▶ [The task] Print out the entries below with no edits.

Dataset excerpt
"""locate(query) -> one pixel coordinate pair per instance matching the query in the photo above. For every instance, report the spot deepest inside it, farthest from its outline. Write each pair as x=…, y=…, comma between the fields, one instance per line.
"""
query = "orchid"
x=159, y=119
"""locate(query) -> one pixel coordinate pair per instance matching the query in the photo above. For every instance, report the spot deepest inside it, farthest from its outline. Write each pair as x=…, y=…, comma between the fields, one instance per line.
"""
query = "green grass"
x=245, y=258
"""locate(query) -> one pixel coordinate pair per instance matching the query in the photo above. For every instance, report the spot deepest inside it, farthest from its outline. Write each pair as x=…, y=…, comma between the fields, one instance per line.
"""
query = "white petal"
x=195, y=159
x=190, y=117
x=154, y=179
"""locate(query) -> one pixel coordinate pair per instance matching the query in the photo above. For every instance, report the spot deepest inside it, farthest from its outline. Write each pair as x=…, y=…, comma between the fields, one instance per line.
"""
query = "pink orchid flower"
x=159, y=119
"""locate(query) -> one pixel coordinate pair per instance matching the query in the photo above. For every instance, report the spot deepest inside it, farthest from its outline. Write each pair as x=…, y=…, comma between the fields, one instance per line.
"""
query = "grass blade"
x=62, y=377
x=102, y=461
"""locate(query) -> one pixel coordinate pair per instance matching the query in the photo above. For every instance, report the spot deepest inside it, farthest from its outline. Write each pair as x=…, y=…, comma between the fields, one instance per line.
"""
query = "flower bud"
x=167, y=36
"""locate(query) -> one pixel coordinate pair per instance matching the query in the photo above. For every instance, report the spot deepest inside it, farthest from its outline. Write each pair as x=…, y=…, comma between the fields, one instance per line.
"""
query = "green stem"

▶ [Full answer]
"""locate(query) -> one pixel coordinate pair per instance matching the query in the photo above. For every instance, report the spot deepest inside it, farthest from its outline. Write each pair as x=…, y=…, comma between the fields, one instance per line.
"""
query = "orchid"
x=159, y=119
"""locate(query) -> one pixel coordinate pair per instance matching the query in the photo above. For every instance, report the spot deepest inside it, farthest from its outline. Write each pair as x=…, y=…, comma between the fields, one instance per line.
"""
query = "green grass"
x=245, y=258
"""locate(query) -> one pixel coordinate pair per instance matching the query in the photo above. For every instance, report the spot deepest inside it, farthest from its outline. Write each pair as x=…, y=…, comma between the fields, one instance per line.
"""
query = "white petal"
x=195, y=159
x=190, y=117
x=154, y=179
"""locate(query) -> one pixel coordinate pair per instance matching the query in the photo above. For every instance, report the spot deepest inside it, farthest from its outline. Write each pair as x=…, y=…, comma between the fields, one instance per line.
"""
query = "pink orchid flower"
x=159, y=119
"""locate(query) -> one pixel coordinate pair per instance matching the query in the photo above. For every instance, report the spot deepest inside it, farthest from its outline. Write each pair as x=…, y=…, comma between the fields, one instance per line.
"""
query = "grass blade"
x=62, y=377
x=102, y=461
"""locate(query) -> one pixel coordinate pair per instance matching the query in the photo above. For every instance, report the spot deepest inside it, farthest from its outline. Write each pair as x=…, y=…, comma between the fields, one instance per line.
"""
query = "flower bud"
x=167, y=36
"""locate(query) -> one pixel coordinate pair per instance matching the query in the photo above. For every instance, report the spot deepest inside it, farthest from its outline. Write each pair as x=…, y=…, comma between the fields, one instance per line.
"""
query = "green stem"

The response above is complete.